:: TEXTABSCHNITT

Im folgenden der komplette Artikel:

Bauen im sozialdemokratischen Zeitalter: Michael Mönninger zeigt, wie der gewerkschaftseigene Wohnungsbaukonzern „Neue Heimat“ wuchs und zerbrach – und welche Folgen das bis heute hat.

Die Entstehung des größten Wohnungsunternehmens Europas im Herbst 2017 war der Wirtschaftspresse lediglich eine Meldung wert. Damals schloss der börsennotierte deutsche Immobilienkonzern Vonovia einen Partnerschaftsvertrag mit der staatlichen Vermietungsgesellschaft Groupe SNI aus Frankreich; zusammen verfügen beide über mehr als 700 000 Wohnungen. Ein historischer Rekord, zumindest in Europa. Für Michael Mönninger, Professor für Architekturgeschichte in Braunschweig und Autor dieser Zeitung, bot die Transaktion Anlass genug, ein vergessenes oder verdrängtes Kapitel bundesdeutscher Wohnungsbauhistorie noch einmal aufzuschlagen: die Geschichte der „Neuen Heimat“.

::::

• **ANWEISUNG 1**
Schreibe aus der Auflistung die Zeilen ab, beginnend mit der Zeile mit „every tree branch“ und weiter bis einschließlich der Zeile mit „[261,213,288,223]“.
Der Artikel und die folgende Auflistung sind getrenntes Material.

:: EXTRAHIERTE ANGABEN

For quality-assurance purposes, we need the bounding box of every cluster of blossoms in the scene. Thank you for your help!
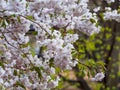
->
[0,0,119,90]
[104,7,120,22]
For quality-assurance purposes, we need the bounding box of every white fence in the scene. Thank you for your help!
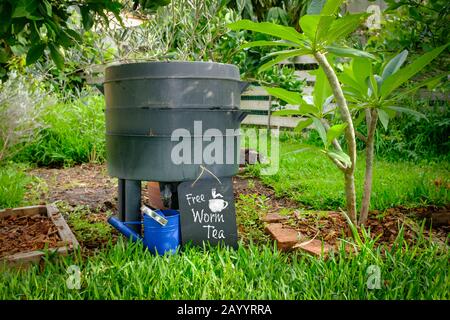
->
[241,56,317,128]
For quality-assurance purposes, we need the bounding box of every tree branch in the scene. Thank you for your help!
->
[320,118,342,151]
[355,131,367,143]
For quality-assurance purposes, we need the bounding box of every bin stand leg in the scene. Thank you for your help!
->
[125,180,141,234]
[117,179,125,222]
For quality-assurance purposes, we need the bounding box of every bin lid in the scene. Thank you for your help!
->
[105,61,240,82]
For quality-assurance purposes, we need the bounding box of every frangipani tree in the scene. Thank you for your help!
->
[229,0,374,222]
[229,0,446,223]
[338,45,447,223]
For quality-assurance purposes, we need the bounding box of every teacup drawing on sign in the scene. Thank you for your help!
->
[209,188,228,213]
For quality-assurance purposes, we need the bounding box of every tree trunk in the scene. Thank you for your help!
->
[314,52,357,223]
[359,109,378,224]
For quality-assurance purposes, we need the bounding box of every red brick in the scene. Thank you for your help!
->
[266,223,300,251]
[293,239,331,256]
[261,213,288,223]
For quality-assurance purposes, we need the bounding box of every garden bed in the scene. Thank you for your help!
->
[0,205,78,264]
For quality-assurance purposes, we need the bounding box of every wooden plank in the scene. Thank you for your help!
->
[47,205,79,250]
[279,55,317,64]
[3,247,67,267]
[241,100,269,111]
[0,205,79,267]
[242,114,305,128]
[294,70,316,82]
[0,205,47,218]
[241,86,269,96]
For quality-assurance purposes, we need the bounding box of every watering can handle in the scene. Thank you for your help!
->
[141,205,168,227]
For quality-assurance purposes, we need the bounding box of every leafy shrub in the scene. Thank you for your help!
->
[16,96,105,166]
[375,101,450,161]
[0,72,48,162]
[0,164,31,208]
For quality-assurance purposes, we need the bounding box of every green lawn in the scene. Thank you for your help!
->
[0,236,450,299]
[252,139,450,210]
[0,128,450,299]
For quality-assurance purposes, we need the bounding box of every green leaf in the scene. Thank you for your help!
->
[299,100,319,115]
[325,46,375,60]
[320,0,344,15]
[381,43,450,99]
[300,15,334,43]
[381,50,408,80]
[263,87,304,106]
[258,49,311,72]
[65,29,83,42]
[12,0,38,18]
[326,13,368,43]
[43,0,52,17]
[386,106,428,120]
[306,0,327,14]
[0,48,10,63]
[313,68,332,110]
[240,40,298,49]
[228,19,305,45]
[26,43,45,66]
[353,111,366,128]
[48,43,64,70]
[352,57,372,96]
[377,109,389,131]
[311,118,328,147]
[327,123,347,145]
[294,118,313,132]
[272,109,303,117]
[327,150,352,167]
[80,6,94,30]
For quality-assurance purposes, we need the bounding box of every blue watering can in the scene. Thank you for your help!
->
[108,210,181,255]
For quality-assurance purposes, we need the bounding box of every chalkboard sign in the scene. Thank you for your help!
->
[178,178,237,247]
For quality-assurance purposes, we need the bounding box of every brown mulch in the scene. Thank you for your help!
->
[29,164,117,210]
[286,207,450,247]
[24,164,450,252]
[233,175,299,212]
[0,215,62,258]
[233,175,450,247]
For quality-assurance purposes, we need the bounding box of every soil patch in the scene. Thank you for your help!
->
[0,215,62,258]
[29,164,117,210]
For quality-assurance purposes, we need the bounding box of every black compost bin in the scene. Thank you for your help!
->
[104,62,246,229]
[104,62,248,182]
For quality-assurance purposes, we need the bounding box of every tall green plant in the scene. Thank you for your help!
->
[339,45,447,223]
[230,0,447,223]
[229,0,373,222]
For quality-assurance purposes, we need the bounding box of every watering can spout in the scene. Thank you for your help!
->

::::

• **ANWEISUNG 2**
Gib aus dem Artikel über die „Neue Heimat“ den Wortlaut genau wieder, beginnend mit „Im folgenden der“ und weiter bis „bis heute hat.“.

• **VOLLSTÄNDIGE ANTWORT 1**
For quality-assurance purposes, we need the bounding box of every tree branch in the scene. Thank you for your help!
->
[320,118,342,151]
[355,131,367,143]
For quality-assurance purposes, we need the bounding box of every bin stand leg in the scene. Thank you for your help!
->
[125,180,141,234]
[117,179,125,222]
For quality-assurance purposes, we need the bounding box of every bin lid in the scene. Thank you for your help!
->
[105,61,240,82]
For quality-assurance purposes, we need the bounding box of every frangipani tree in the scene. Thank you for your help!
->
[229,0,374,222]
[229,0,446,223]
[338,45,447,223]
For quality-assurance purposes, we need the bounding box of every teacup drawing on sign in the scene. Thank you for your help!
->
[209,188,228,213]
For quality-assurance purposes, we need the bounding box of every tree trunk in the scene. Thank you for your help!
->
[314,52,357,223]
[359,109,378,224]
For quality-assurance purposes, we need the bounding box of every red brick in the scene. Thank you for your help!
->
[266,223,300,251]
[293,239,331,256]
[261,213,288,223]

• **VOLLSTÄNDIGE ANTWORT 2**
Im folgenden der komplette Artikel:

Bauen im sozialdemokratischen Zeitalter: Michael Mönninger zeigt, wie der gewerkschaftseigene Wohnungsbaukonzern „Neue Heimat“ wuchs und zerbrach – und welche Folgen das bis heute hat.